== DATA SUPPLIED ==

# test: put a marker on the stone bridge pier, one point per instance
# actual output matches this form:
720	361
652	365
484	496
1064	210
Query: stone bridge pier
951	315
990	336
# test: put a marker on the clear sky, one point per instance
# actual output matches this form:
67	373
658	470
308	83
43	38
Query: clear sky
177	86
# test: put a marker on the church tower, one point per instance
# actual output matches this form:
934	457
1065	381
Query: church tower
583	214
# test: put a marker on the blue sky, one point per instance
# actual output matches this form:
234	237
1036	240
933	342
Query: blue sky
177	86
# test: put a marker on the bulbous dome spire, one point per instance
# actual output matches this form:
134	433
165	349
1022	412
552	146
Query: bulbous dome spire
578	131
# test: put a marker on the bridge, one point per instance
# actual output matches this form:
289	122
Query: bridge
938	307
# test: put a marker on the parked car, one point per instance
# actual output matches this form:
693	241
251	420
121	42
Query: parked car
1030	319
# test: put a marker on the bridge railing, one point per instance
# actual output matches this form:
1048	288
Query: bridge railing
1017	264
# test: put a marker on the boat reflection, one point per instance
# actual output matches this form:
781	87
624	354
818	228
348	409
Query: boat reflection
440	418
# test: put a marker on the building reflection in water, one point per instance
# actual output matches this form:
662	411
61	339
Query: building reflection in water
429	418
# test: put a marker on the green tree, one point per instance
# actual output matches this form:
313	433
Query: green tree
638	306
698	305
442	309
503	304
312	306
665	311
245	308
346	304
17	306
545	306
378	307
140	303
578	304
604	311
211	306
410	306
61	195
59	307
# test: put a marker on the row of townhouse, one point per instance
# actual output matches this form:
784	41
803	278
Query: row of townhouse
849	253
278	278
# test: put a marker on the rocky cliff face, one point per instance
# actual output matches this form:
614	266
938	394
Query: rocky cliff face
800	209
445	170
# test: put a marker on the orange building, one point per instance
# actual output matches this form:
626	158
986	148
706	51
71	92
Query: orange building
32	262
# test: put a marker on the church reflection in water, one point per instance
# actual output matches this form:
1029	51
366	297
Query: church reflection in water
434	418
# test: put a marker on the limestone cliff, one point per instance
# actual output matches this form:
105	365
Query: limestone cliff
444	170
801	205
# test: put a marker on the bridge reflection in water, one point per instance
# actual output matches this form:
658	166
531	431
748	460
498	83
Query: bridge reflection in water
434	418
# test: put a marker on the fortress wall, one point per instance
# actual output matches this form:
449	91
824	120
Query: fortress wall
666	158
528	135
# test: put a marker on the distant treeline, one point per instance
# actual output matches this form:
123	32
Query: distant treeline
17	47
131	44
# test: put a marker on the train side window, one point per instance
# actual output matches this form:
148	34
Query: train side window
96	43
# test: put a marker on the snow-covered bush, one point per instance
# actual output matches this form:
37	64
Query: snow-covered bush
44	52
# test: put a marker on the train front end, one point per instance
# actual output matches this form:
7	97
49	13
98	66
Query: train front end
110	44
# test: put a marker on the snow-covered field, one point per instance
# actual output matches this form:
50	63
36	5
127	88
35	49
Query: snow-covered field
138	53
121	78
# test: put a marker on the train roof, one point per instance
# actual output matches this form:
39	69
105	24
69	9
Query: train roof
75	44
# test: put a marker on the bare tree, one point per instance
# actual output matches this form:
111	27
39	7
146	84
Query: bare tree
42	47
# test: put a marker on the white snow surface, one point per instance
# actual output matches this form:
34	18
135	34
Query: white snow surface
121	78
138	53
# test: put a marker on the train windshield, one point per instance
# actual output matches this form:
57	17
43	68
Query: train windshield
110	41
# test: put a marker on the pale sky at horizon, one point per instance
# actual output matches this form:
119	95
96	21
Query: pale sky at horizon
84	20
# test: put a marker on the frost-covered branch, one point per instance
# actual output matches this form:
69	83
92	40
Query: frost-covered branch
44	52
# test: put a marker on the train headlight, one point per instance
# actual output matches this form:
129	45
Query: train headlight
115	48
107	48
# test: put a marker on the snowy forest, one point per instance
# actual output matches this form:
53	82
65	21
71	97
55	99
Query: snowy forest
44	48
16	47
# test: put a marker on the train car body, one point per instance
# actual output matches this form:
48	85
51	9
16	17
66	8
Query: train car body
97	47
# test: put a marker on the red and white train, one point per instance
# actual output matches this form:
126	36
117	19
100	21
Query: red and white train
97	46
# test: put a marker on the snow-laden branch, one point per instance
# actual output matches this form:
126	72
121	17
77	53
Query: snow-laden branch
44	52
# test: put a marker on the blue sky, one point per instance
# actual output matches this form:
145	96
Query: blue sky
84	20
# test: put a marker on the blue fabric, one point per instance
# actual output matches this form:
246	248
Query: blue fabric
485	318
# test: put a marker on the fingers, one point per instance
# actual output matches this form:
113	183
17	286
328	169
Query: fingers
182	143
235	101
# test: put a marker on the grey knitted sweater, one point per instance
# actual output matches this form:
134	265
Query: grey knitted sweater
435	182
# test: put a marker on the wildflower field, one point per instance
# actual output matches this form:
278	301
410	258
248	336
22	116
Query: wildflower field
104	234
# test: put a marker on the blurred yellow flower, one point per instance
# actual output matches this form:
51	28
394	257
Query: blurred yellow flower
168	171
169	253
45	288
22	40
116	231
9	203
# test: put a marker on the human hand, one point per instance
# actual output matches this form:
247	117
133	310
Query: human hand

===

» **DIRECTIONS FOR THIS TASK**
In the listing above, find the line containing "# test: put a marker on the train windshield, one", then reproduce it and each line after it through the end, exactly and with nothing added.

» **EXERCISE ANSWER**
# test: put a marker on the train windshield, one point per instance
# actual output matches this form:
57	17
43	68
Query: train windshield
110	41
# test: put a marker on the pale sky at horizon, one point per instance
# actual output matches this form:
119	95
96	21
Query: pale sky at horizon
84	20
# test: put a marker on the frost-covered branch, one point per instance
# actual output matches this form:
69	83
92	40
Query: frost-covered branch
44	52
# test: put a marker on the train headlight, one point per instance
# actual output matches this form:
129	45
Query: train headlight
115	48
107	48
# test: put a marker on the snowy forest, one point per instance
# actual output matches this form:
53	82
65	21
71	97
55	99
Query: snowy forest
44	48
16	47
# test: put a marker on the train car body, one point per instance
# actual output matches this form:
48	85
51	9
16	17
66	8
Query: train car body
97	47
# test: put a marker on the red and white train, one point per instance
# actual output matches this form:
126	36
117	19
100	21
Query: red and white train
97	46
# test: put a marker on the snow-laden branch, one point per instance
# actual output matches this form:
126	72
121	17
77	53
Query: snow-laden branch
44	52
# test: put a marker on the blue sky, one point per instance
# actual output matches this form:
145	96
Query: blue sky
84	20
# test: put a marker on the blue fabric, one point per instance
# actual output matches this form:
246	248
Query: blue fabric
485	318
# test: put a marker on the fingers, one point per instance
# actual output matches this form:
113	183
17	286
328	169
Query: fingers
182	143
235	101
# test: put a marker on the grey knitted sweater, one point per instance
# actual output matches this form:
134	265
Query: grey knitted sweater
435	182
# test: put a marker on the wildflower field, one point per instance
# actual output matches this form:
278	301
410	258
248	336
22	116
Query: wildflower field
104	234
# test: put a marker on the blurred yellow flower, one point per instance
# actual output matches this form:
51	28
394	257
Query: blurred yellow flower
168	171
169	253
45	288
22	40
116	231
9	203
# test: put a marker on the human hand, one point per instance
# actual output matches this form:
247	117
133	310
Query: human hand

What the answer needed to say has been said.